## WHAT TO PRODUCE
Rewrite the records as a JSON list of strings, one string per line with blank lines omitted, covering only the lines from the line containing "Where can the dark ravine" up to and including the line containing "column 338, row 755".

## STORED RECORDS
※

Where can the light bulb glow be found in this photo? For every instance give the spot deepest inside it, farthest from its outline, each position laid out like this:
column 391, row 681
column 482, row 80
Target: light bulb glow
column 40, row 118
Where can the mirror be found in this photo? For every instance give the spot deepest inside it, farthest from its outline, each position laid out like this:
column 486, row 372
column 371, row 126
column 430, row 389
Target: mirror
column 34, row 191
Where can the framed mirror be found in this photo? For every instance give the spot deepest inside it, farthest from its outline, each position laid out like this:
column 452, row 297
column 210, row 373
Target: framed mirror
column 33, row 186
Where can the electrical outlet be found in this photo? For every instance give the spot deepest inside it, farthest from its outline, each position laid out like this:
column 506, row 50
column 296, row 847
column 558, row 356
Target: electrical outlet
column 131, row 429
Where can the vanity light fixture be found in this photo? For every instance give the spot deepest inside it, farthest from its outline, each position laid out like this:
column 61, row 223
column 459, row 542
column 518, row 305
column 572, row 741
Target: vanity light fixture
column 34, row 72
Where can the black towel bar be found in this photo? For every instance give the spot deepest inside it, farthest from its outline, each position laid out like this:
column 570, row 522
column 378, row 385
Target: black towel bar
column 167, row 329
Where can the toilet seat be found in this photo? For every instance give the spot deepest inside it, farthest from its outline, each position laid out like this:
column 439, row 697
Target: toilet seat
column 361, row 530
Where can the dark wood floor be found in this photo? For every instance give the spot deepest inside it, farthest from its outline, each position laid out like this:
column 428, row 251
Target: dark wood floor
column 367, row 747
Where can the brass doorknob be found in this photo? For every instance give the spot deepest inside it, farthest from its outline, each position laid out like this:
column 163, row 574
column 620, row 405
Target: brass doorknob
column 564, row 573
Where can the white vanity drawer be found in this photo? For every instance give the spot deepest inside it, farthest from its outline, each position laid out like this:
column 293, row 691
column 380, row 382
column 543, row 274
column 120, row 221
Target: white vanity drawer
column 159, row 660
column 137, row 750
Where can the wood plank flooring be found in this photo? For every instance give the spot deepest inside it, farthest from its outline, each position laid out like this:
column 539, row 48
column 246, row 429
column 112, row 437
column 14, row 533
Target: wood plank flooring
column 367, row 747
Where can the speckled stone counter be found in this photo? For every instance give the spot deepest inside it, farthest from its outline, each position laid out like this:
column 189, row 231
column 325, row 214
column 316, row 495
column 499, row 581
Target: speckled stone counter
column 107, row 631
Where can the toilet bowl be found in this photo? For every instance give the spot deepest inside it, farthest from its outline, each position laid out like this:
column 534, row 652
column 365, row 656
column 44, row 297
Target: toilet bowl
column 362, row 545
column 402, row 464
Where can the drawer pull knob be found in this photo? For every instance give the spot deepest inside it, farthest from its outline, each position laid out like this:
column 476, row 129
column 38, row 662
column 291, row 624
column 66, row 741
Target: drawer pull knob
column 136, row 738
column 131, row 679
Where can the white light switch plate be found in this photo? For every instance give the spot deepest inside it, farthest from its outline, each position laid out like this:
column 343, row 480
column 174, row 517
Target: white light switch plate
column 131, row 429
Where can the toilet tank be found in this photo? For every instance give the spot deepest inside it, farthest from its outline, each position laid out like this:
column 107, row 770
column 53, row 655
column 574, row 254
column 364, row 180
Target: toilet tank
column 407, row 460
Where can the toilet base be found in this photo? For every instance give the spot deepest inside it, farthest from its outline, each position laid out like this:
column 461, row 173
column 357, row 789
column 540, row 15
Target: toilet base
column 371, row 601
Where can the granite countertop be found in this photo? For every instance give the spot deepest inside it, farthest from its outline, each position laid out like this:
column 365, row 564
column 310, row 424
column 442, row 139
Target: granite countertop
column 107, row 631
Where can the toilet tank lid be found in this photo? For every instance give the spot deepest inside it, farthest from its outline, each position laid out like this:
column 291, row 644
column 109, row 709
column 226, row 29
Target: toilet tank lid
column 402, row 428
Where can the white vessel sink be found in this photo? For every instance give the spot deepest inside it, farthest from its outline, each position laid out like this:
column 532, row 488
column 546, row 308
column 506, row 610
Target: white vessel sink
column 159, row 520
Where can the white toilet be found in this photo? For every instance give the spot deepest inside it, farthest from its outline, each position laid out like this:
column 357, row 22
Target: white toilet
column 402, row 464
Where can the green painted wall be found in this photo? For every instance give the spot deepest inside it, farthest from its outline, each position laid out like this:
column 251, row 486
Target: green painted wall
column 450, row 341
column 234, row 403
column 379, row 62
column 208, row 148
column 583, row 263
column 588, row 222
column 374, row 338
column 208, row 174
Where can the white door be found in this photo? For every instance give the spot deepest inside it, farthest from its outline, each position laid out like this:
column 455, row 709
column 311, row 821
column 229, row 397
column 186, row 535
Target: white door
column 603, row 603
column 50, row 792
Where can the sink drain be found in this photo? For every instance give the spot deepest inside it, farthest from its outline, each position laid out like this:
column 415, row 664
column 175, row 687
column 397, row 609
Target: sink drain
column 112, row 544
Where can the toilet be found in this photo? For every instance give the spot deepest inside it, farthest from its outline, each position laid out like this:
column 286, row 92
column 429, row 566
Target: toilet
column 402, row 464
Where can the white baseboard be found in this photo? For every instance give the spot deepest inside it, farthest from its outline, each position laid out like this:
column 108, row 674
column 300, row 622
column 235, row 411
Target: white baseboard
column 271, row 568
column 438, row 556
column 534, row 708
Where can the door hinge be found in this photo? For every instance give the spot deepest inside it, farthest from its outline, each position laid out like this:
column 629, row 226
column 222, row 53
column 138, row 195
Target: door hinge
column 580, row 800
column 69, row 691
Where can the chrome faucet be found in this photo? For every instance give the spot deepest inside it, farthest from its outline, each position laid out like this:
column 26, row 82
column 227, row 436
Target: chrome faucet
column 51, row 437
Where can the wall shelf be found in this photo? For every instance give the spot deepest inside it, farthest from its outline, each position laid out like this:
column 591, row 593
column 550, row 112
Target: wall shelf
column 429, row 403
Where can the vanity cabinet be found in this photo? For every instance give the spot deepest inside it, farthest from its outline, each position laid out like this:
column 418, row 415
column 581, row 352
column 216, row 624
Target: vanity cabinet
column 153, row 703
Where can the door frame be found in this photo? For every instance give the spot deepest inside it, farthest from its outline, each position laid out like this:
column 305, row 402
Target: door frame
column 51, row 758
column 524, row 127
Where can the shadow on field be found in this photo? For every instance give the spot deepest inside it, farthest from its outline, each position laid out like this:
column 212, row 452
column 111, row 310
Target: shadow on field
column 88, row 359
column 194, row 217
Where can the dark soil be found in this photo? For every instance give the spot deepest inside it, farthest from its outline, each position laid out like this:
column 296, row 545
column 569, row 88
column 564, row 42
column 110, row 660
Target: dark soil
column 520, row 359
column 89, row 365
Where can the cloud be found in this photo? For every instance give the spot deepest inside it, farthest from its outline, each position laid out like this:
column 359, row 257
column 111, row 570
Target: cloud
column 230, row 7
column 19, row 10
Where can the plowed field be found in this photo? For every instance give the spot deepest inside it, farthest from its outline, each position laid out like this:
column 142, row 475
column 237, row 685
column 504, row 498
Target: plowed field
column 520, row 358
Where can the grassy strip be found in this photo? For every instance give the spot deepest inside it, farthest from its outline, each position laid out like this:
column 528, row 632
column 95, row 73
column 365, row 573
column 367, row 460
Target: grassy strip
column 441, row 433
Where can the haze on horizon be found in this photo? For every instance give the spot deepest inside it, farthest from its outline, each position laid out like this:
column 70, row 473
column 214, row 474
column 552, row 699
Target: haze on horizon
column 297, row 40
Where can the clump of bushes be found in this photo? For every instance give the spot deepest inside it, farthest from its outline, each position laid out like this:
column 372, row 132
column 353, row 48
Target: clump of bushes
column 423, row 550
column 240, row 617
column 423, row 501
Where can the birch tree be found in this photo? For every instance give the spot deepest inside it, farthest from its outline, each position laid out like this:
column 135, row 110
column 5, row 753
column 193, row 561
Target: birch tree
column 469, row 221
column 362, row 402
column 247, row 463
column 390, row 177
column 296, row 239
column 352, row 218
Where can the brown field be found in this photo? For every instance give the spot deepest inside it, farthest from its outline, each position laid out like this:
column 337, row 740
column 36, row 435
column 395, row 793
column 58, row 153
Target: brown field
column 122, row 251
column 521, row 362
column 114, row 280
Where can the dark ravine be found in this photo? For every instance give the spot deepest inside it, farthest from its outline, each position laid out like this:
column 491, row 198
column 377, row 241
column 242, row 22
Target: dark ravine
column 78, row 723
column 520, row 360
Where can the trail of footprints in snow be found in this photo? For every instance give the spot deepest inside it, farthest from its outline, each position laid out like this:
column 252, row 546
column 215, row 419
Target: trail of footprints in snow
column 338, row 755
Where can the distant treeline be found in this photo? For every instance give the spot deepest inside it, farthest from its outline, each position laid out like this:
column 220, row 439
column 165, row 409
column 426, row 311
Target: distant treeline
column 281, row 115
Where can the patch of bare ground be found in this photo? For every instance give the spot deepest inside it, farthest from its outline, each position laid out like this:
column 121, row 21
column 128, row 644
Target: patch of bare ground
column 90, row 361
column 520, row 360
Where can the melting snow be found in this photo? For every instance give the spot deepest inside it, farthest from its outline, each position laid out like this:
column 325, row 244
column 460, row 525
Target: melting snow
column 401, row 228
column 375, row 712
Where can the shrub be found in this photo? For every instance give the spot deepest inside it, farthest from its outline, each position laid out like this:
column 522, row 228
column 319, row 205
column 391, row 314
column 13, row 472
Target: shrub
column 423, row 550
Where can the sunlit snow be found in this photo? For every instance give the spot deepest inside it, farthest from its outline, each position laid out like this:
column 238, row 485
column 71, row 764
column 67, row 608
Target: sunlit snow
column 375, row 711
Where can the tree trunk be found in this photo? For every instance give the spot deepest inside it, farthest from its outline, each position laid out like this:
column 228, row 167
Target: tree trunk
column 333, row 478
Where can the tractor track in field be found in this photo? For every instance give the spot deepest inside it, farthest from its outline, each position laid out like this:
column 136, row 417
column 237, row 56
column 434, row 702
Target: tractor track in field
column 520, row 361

※

## COMPLETED TASK
[
  "Where can the dark ravine be found in this photo? For every instance give the spot deepest inside it, farthest from its outline, each position laid out like this:",
  "column 491, row 198",
  "column 377, row 241",
  "column 242, row 22",
  "Target: dark ravine",
  "column 78, row 723",
  "column 520, row 360",
  "Where can the trail of footprints in snow be found in this photo? For every instance give the spot deepest inside it, farthest from its outline, each position laid out like this:",
  "column 252, row 546",
  "column 215, row 419",
  "Target: trail of footprints in snow",
  "column 338, row 755"
]